- **REQUIRED WORK**
Rewrite the records from the beginning up to and including the line with "279), (637, 183)]", changing "pink tulip" to "pink flower" and keeping everything else the same, and leave the pictures out of your answer.

- **INPUT**
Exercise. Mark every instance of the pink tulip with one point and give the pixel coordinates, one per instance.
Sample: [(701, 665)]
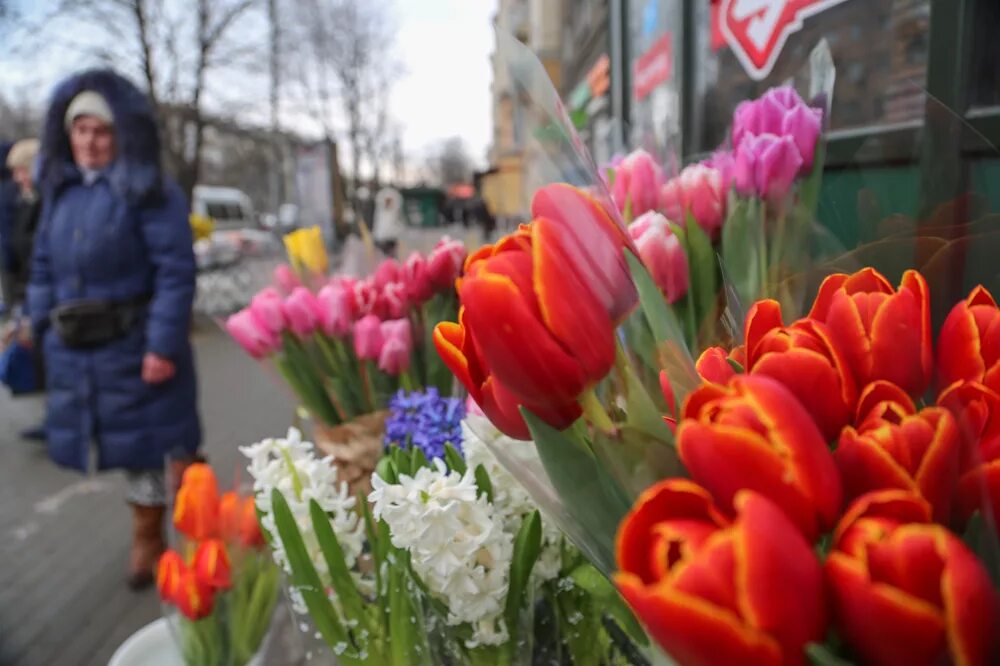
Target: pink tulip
[(302, 311), (766, 166), (267, 307), (445, 262), (396, 301), (251, 334), (365, 297), (336, 310), (698, 190), (368, 338), (388, 271), (661, 252), (417, 279), (397, 347), (803, 124), (285, 279), (637, 183)]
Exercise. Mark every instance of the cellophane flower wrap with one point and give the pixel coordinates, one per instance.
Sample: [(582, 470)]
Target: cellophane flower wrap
[(345, 344), (217, 584), (779, 453)]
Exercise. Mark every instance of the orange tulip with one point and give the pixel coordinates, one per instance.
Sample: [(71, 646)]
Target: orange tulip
[(712, 592), (802, 356), (211, 564), (908, 592), (754, 434), (169, 573), (196, 512), (883, 333)]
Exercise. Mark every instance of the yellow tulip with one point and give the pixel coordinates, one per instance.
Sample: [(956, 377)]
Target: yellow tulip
[(306, 250)]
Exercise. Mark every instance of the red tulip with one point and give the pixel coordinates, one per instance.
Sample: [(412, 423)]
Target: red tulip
[(907, 592), (539, 308), (969, 344), (444, 264), (882, 332), (196, 510), (802, 356), (977, 411), (897, 447), (195, 600), (459, 353), (715, 593), (211, 564), (754, 434), (169, 574)]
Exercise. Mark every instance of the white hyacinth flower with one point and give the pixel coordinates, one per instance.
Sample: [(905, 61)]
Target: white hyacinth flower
[(291, 466), (457, 543)]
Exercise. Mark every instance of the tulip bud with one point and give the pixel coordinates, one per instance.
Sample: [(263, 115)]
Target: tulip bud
[(397, 347), (661, 252), (169, 572), (637, 183), (211, 565), (417, 279), (196, 510), (336, 310), (368, 339), (395, 299), (302, 312), (253, 336), (266, 306), (444, 264), (766, 166), (285, 279)]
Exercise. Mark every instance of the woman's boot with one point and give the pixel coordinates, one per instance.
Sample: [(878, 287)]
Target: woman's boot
[(147, 545)]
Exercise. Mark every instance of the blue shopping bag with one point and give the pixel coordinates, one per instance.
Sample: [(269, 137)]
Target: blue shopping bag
[(18, 370)]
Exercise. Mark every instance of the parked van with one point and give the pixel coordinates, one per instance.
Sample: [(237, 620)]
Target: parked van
[(228, 207)]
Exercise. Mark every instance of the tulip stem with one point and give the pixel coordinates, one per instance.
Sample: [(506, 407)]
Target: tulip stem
[(595, 412)]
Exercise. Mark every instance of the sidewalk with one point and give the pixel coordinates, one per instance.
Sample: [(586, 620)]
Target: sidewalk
[(64, 537)]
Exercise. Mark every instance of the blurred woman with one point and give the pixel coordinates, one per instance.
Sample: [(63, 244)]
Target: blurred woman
[(110, 297)]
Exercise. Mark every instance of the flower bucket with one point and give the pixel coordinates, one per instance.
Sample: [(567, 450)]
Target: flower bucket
[(356, 447)]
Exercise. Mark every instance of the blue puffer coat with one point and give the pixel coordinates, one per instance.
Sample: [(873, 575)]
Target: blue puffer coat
[(124, 236)]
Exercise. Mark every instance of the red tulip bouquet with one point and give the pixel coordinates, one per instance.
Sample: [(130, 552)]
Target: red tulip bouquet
[(219, 583), (346, 348)]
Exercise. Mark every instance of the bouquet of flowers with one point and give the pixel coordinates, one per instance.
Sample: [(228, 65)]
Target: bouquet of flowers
[(823, 490), (347, 346), (446, 565), (219, 582)]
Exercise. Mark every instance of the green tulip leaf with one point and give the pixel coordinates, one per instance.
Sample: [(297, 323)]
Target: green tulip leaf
[(527, 546)]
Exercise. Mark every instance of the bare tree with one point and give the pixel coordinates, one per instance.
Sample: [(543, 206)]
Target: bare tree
[(450, 163), (345, 69), (173, 47)]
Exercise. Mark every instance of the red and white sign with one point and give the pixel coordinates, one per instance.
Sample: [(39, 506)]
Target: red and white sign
[(756, 30), (653, 67)]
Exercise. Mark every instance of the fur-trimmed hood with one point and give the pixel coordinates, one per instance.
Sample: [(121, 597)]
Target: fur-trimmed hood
[(136, 173)]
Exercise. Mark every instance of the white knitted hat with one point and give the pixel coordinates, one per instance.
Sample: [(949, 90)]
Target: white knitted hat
[(89, 103)]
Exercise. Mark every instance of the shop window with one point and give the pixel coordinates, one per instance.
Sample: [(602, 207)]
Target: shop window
[(880, 50)]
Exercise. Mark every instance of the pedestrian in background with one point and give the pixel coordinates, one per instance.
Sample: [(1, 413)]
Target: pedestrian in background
[(112, 284), (8, 195)]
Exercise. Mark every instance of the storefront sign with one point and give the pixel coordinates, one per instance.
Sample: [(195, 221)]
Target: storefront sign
[(653, 67), (756, 30)]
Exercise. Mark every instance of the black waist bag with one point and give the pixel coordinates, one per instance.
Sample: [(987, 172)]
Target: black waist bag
[(91, 323)]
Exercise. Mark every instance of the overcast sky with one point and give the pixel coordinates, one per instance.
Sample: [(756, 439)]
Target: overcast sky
[(444, 46)]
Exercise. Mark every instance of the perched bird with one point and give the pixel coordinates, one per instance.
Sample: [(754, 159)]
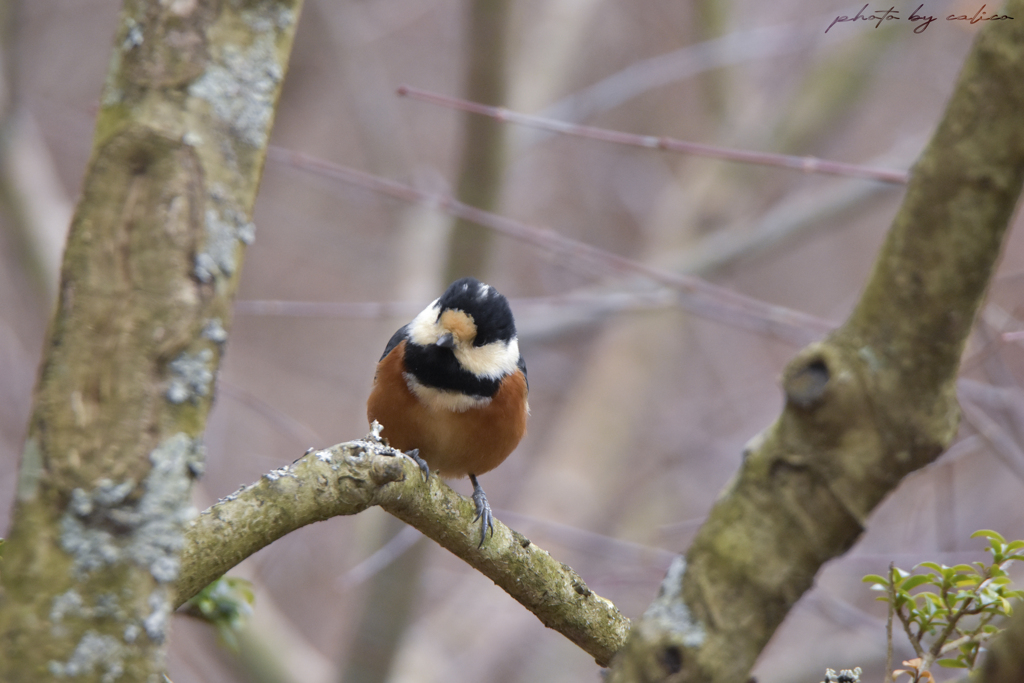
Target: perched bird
[(451, 388)]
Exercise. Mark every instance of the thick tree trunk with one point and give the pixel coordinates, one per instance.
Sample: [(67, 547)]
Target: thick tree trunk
[(126, 382)]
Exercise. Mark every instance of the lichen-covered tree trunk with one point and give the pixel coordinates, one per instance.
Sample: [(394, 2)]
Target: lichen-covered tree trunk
[(151, 266)]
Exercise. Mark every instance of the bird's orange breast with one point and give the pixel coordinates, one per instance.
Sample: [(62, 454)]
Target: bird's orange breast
[(456, 443)]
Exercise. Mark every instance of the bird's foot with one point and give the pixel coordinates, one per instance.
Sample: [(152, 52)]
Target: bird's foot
[(482, 510), (414, 455)]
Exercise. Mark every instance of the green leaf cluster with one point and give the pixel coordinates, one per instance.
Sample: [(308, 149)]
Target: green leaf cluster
[(953, 607), (227, 604)]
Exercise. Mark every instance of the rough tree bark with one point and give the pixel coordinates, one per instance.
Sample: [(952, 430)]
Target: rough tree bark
[(126, 381)]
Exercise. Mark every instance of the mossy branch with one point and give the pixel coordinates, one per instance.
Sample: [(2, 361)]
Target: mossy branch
[(346, 479)]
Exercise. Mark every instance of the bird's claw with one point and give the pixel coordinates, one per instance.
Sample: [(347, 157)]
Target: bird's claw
[(482, 511), (414, 455)]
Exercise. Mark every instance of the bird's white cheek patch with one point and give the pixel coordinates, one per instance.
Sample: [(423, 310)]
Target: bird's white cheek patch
[(423, 329), (442, 399), (491, 360)]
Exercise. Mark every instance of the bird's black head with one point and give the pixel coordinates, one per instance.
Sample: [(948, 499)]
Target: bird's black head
[(469, 332), (488, 310)]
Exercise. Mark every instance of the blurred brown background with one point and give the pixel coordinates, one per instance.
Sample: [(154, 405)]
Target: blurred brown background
[(640, 411)]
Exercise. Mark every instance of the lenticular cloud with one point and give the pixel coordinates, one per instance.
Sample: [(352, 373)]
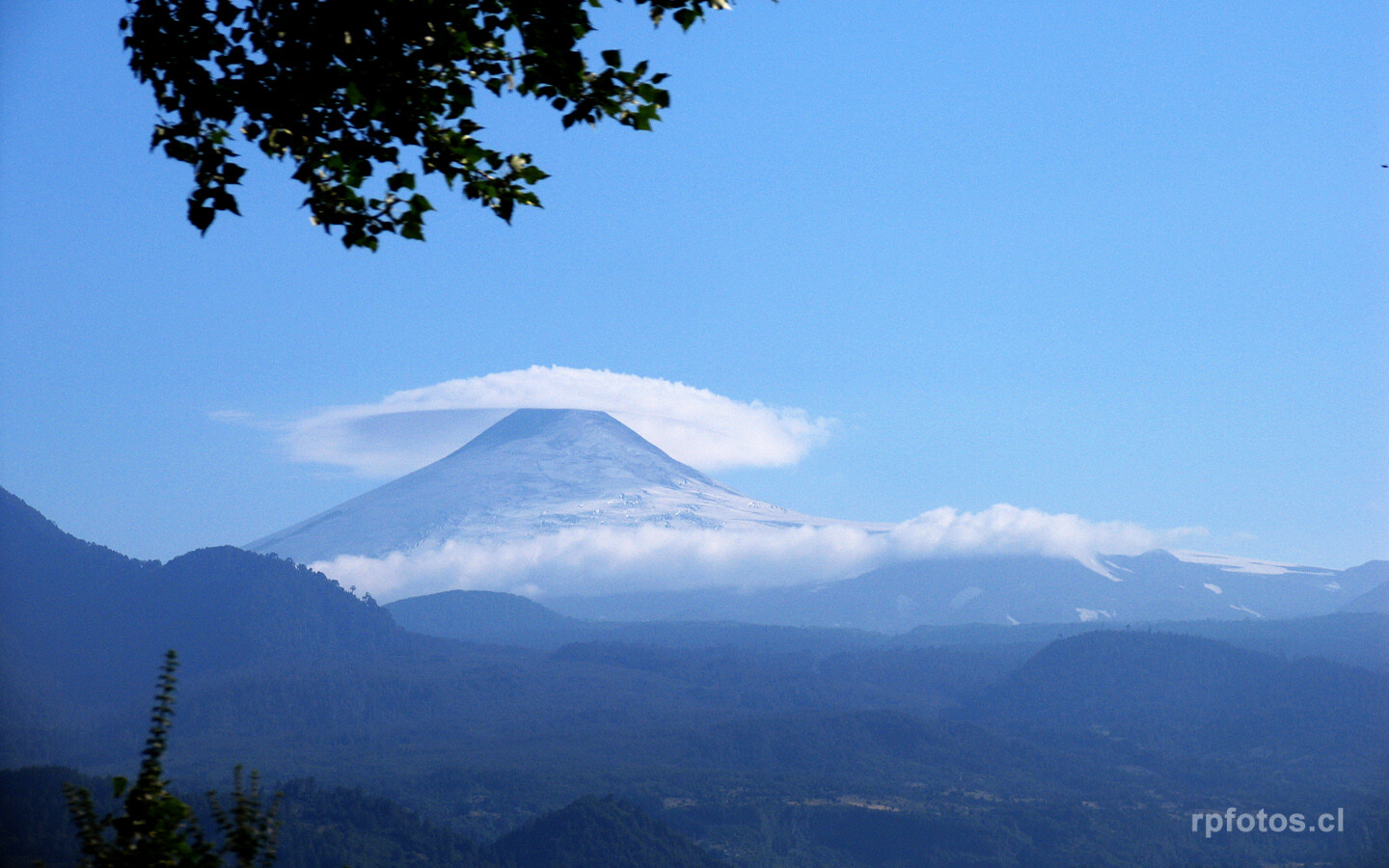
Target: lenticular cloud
[(599, 560), (409, 429)]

- **REPLY**
Exercise. Mark every instance of the pink flower with one point and give the pixel coordinates, one per instance.
Sample: [(701, 665)]
Target: pink flower
[(302, 311), (766, 166), (267, 307), (445, 262), (396, 301), (251, 334), (365, 297), (336, 310), (698, 190), (368, 338), (388, 271), (661, 252), (417, 279), (397, 347), (803, 124), (285, 279), (637, 183)]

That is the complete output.